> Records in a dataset
>> BEGIN

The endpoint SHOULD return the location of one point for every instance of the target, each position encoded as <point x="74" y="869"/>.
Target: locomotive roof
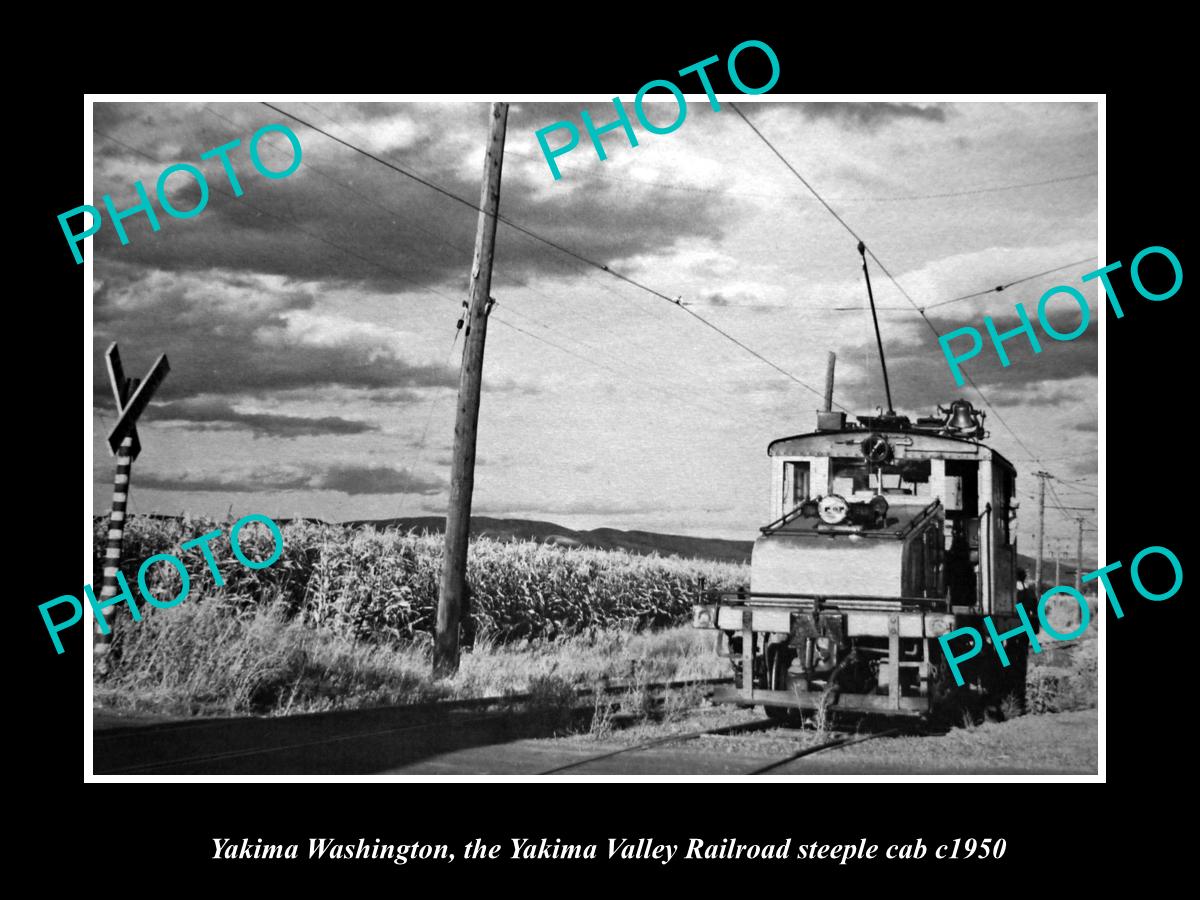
<point x="929" y="443"/>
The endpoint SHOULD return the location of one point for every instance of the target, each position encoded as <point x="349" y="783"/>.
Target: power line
<point x="408" y="280"/>
<point x="1008" y="285"/>
<point x="557" y="246"/>
<point x="969" y="297"/>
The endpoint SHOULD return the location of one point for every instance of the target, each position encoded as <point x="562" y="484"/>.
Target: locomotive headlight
<point x="833" y="509"/>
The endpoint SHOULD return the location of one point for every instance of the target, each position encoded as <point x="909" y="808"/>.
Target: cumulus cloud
<point x="342" y="216"/>
<point x="871" y="115"/>
<point x="232" y="334"/>
<point x="220" y="414"/>
<point x="343" y="478"/>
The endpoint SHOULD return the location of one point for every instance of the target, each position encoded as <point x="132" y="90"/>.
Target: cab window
<point x="898" y="478"/>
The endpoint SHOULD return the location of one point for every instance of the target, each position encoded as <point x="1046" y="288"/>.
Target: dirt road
<point x="507" y="743"/>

>> END

> Requirement
Substitute "train" for "locomotive" everywhere in the records and give all of them again, with everything else unchanged. Leave the pictures out.

> Response to the exercise
The endpoint SHOULD return the location of one point for every instance of the target, each position encoded as <point x="74" y="869"/>.
Target: train roof
<point x="929" y="443"/>
The endpoint SHOULD return the location of one point for every instance of the target, each position encoded as <point x="349" y="783"/>.
Target: power line
<point x="408" y="280"/>
<point x="1008" y="285"/>
<point x="557" y="246"/>
<point x="969" y="297"/>
The endpoint SHOULD return the location of one point for every instance of the target, each position encoded as <point x="562" y="484"/>.
Target: train headlight
<point x="833" y="509"/>
The endpoint SHOULD return the location of one point for every instance of the target, each position encoded as <point x="909" y="808"/>.
Target: cumulus cloud
<point x="342" y="216"/>
<point x="871" y="115"/>
<point x="232" y="334"/>
<point x="220" y="414"/>
<point x="343" y="478"/>
The endpoint SHOULD return the location of one point for every instance of the target, each position encoded as <point x="132" y="90"/>.
Target: cab window
<point x="898" y="478"/>
The endpoint SHOULD return the location of one point for every instance of the target, each position encoded as <point x="1046" y="288"/>.
Target: dirt road
<point x="507" y="743"/>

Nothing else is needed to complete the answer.